+++ Texto mostrado

Siempre, desde muy pequeña, me he preguntado si realmente yo era el bicho raro de la clase del que todos hacían burla y se reían.
Yo era una niña pecosa, tímida y muy abstraída. Tan solo tenía un par o tres de amigos en clase, quizás fuera por ello que empezase ese tan odioso bullying que padecí durante los once hasta los catorce años.
A pesar de que sacaba muy buenas notas, y competía en el club natación Badalona (por cierto, era bastante buena).
Todo comenzó a cambiar en séptimo de EGB. El acoso escolar fue en aumento, mis notas bajaron, vaya si bajaron: suspendí seis, y adelgacé 11 kilos.
Los niños, a esas edades son muy traicioneros, y con tal de seguir al líder de la clase forman todos un rebaño, y me robaban el almuerzo, me insultaban, me seguían hasta casa de mis abuelos, hasta en una ocasión me encerraron en un baño.

++++++
+++ Registros proporcionados

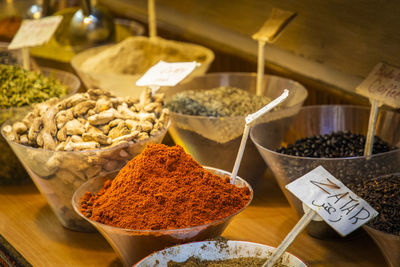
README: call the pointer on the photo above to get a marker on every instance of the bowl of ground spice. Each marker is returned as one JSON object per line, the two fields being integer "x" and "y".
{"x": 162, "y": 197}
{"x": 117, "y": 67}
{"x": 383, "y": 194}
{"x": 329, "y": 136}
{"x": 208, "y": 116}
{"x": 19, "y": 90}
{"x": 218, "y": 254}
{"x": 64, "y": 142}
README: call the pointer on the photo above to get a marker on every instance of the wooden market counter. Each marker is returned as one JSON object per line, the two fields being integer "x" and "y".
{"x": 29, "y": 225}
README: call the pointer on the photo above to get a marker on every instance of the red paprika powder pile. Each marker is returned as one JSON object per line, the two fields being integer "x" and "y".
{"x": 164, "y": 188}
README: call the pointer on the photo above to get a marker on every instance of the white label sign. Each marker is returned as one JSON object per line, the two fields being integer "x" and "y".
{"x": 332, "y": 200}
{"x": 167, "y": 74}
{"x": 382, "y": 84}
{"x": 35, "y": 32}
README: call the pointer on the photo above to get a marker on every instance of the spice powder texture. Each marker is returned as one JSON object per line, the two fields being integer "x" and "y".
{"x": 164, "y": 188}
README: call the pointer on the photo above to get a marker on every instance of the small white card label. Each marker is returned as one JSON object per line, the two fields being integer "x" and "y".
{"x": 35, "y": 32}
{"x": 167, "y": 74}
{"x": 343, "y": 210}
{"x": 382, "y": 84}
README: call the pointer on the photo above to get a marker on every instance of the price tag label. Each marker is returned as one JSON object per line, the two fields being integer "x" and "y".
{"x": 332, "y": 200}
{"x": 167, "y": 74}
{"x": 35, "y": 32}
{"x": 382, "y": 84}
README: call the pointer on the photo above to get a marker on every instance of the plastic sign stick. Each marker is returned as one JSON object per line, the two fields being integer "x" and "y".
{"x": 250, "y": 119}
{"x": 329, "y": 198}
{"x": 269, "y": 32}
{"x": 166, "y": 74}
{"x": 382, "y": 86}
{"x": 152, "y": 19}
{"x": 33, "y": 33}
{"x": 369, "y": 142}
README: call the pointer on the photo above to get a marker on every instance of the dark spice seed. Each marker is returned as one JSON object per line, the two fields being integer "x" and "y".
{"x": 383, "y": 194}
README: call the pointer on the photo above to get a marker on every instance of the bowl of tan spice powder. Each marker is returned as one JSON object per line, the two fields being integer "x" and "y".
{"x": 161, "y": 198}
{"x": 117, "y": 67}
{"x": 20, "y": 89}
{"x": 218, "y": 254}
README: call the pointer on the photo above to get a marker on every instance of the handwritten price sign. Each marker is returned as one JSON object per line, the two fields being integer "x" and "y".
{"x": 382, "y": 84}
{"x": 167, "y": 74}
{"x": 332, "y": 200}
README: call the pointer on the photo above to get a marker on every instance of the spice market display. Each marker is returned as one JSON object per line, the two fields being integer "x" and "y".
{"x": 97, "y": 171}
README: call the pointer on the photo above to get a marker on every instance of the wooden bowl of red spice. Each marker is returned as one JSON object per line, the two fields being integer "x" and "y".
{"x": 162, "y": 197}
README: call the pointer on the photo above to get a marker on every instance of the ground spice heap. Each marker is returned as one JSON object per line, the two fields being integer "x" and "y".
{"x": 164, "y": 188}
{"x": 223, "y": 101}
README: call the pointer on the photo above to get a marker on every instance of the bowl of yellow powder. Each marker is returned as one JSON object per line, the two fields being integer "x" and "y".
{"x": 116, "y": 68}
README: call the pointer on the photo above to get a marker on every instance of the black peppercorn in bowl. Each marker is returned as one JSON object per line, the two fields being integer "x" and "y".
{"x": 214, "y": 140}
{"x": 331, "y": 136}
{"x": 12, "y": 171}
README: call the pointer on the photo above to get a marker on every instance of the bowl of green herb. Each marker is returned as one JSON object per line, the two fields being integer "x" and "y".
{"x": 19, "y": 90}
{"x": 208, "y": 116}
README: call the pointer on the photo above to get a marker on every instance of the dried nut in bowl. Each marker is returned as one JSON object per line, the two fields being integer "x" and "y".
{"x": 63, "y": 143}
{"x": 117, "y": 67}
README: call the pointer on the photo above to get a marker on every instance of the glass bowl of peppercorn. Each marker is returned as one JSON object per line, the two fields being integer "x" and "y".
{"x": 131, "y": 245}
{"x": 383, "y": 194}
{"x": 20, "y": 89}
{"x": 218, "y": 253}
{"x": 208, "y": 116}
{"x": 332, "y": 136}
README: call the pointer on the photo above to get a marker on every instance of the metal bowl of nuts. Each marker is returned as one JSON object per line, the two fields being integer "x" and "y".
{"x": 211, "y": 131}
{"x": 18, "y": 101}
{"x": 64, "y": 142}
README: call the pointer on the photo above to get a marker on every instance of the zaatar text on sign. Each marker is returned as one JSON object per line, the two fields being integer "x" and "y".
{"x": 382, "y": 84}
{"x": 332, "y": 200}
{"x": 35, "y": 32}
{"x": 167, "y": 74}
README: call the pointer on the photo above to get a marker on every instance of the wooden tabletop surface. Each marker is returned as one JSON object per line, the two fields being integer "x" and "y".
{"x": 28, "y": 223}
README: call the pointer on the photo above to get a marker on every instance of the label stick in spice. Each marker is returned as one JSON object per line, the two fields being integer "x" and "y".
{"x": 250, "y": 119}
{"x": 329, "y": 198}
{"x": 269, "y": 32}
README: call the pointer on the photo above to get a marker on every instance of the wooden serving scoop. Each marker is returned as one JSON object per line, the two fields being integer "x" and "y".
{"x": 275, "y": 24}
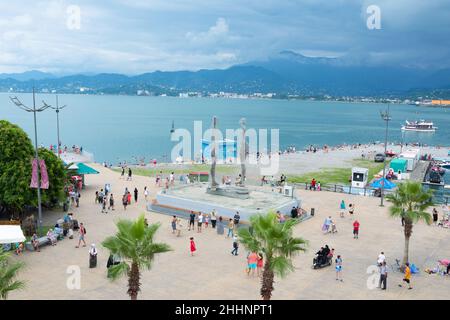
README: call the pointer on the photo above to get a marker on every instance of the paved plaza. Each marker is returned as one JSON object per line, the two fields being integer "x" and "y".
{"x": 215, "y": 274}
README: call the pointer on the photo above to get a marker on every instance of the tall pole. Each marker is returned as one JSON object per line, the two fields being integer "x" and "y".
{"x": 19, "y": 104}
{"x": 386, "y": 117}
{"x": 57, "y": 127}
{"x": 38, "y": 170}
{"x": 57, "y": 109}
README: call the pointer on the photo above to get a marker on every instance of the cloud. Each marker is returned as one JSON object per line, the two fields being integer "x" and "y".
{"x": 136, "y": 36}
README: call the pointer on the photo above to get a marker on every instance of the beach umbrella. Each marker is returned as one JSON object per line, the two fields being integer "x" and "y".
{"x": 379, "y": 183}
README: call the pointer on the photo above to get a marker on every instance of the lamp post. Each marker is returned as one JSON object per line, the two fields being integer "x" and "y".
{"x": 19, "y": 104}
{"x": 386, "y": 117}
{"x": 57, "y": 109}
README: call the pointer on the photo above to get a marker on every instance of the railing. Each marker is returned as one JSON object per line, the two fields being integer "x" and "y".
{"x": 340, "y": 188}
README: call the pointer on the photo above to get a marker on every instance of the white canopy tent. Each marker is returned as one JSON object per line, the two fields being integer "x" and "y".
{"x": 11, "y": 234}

++++++
+++ Registros proporcionados

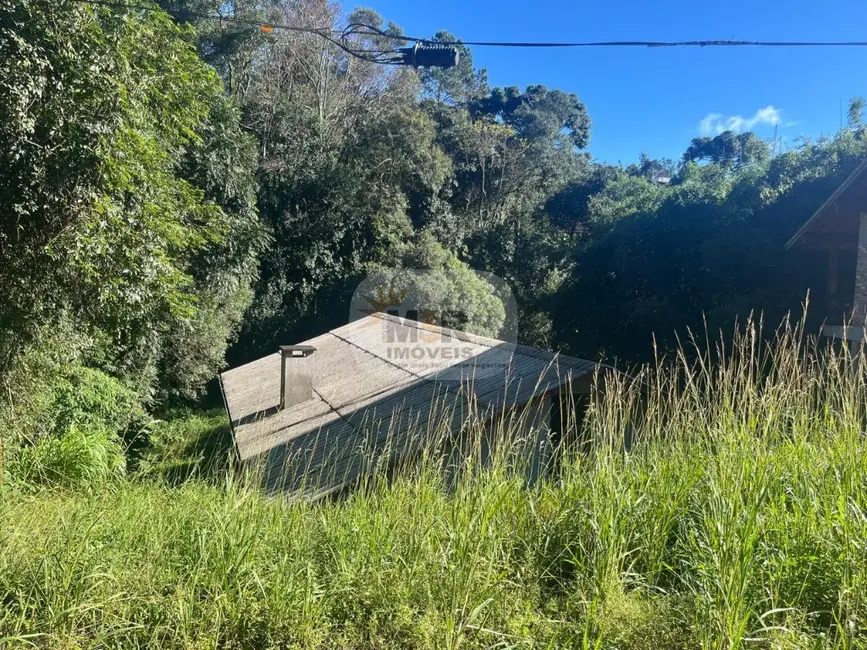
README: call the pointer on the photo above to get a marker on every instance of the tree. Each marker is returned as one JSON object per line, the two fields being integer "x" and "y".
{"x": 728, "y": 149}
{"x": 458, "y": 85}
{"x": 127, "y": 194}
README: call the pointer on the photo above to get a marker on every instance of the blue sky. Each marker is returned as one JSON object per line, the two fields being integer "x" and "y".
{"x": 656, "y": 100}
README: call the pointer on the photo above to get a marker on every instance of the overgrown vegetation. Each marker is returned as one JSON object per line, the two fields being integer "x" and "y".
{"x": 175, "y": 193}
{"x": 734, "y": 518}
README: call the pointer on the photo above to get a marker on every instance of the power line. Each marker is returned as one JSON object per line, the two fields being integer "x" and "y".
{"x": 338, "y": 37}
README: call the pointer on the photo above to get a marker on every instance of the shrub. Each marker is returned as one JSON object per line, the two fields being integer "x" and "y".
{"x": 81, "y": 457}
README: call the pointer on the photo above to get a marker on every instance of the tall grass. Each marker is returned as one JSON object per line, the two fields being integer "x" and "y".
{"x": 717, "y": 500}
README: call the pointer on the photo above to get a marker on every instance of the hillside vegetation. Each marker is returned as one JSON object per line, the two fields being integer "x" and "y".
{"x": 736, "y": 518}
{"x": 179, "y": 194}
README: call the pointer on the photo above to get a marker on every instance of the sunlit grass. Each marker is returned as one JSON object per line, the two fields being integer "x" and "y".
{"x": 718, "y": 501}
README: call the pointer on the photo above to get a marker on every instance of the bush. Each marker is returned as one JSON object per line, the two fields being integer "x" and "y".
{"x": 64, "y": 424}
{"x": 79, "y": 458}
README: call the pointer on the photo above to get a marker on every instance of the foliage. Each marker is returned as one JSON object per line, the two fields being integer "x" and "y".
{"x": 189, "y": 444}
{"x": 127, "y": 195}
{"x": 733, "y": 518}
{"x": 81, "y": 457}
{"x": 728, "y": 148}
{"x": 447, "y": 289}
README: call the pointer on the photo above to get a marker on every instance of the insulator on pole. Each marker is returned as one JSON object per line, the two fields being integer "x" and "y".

++++++

Serie de ejercicios:
1. Según el testimonio sobre el acoso escolar, ¿cuántos kilos adelgazó la narradora en séptimo de EGB?
2. Devuelve del testimonio sobre el acoso escolar todo lo que va desde "Siempre, desde muy" hasta "en un baño.", sin ningún cambio.
Los registros provienen de una fuente distinta.

Respuestas por tarea:
1. 11 kilos.

2.
Siempre, desde muy pequeña, me he preguntado si realmente yo era el bicho raro de la clase del que todos hacían burla y se reían.
Yo era una niña pecosa, tímida y muy abstraída. Tan solo tenía un par o tres de amigos en clase, quizás fuera por ello que empezase ese tan odioso bullying que padecí durante los once hasta los catorce años.
A pesar de que sacaba muy buenas notas, y competía en el club natación Badalona (por cierto, era bastante buena).
Todo comenzó a cambiar en séptimo de EGB. El acoso escolar fue en aumento, mis notas bajaron, vaya si bajaron: suspendí seis, y adelgacé 11 kilos.
Los niños, a esas edades son muy traicioneros, y con tal de seguir al líder de la clase forman todos un rebaño, y me robaban el almuerzo, me insultaban, me seguían hasta casa de mis abuelos, hasta en una ocasión me encerraron en un baño.